═══ ENTRIES SHOWN

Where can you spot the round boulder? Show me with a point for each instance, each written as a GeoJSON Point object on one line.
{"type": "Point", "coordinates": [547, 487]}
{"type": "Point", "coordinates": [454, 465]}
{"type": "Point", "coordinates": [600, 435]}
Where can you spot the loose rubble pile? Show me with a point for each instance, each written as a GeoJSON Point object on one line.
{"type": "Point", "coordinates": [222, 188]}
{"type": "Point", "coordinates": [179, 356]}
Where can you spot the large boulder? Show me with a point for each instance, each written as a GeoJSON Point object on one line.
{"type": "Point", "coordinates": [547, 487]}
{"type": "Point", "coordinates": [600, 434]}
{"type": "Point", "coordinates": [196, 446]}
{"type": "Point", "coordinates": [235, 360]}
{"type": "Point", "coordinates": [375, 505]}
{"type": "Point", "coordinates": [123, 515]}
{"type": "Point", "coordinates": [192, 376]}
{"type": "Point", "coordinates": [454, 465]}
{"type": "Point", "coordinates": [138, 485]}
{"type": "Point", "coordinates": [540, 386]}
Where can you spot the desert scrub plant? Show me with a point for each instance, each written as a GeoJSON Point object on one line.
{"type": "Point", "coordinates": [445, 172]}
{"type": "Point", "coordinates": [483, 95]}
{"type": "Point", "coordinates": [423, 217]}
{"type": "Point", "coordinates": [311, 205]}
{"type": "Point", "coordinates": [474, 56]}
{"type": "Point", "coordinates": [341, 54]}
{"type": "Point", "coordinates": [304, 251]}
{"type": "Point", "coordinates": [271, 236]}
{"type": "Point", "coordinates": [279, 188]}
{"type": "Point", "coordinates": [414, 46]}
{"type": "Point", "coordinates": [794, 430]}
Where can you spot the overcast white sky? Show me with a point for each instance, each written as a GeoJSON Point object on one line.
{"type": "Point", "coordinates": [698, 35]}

══════

• REQUIRED ACTION:
Restate the records above exactly.

• TASK SOLUTION:
Where can you spot the round boulder? Show me with a point for each instance, each written as a GeoJSON Point object on one line.
{"type": "Point", "coordinates": [547, 487]}
{"type": "Point", "coordinates": [454, 465]}
{"type": "Point", "coordinates": [600, 435]}
Where can you spot the loose rubble pile? Show me with a point for each instance, each written as a GeoJSON Point object on one line.
{"type": "Point", "coordinates": [222, 188]}
{"type": "Point", "coordinates": [179, 356]}
Where can you spot the large boulder? Show me with a point for each instance, each written as a GeoJSON Point object on one line.
{"type": "Point", "coordinates": [547, 487]}
{"type": "Point", "coordinates": [600, 434]}
{"type": "Point", "coordinates": [196, 446]}
{"type": "Point", "coordinates": [235, 360]}
{"type": "Point", "coordinates": [375, 505]}
{"type": "Point", "coordinates": [123, 515]}
{"type": "Point", "coordinates": [192, 376]}
{"type": "Point", "coordinates": [454, 465]}
{"type": "Point", "coordinates": [138, 485]}
{"type": "Point", "coordinates": [540, 386]}
Where can you spot the desert scrub plant? Show me with a point for each instance, each written as a GeoJSON Point object on one line.
{"type": "Point", "coordinates": [445, 172]}
{"type": "Point", "coordinates": [483, 95]}
{"type": "Point", "coordinates": [423, 217]}
{"type": "Point", "coordinates": [311, 205]}
{"type": "Point", "coordinates": [474, 56]}
{"type": "Point", "coordinates": [341, 54]}
{"type": "Point", "coordinates": [304, 251]}
{"type": "Point", "coordinates": [271, 236]}
{"type": "Point", "coordinates": [279, 188]}
{"type": "Point", "coordinates": [414, 46]}
{"type": "Point", "coordinates": [794, 430]}
Where can you spot the overcast white sky? Show me with a point for each instance, each written as a GeoJSON Point object on one line.
{"type": "Point", "coordinates": [698, 35]}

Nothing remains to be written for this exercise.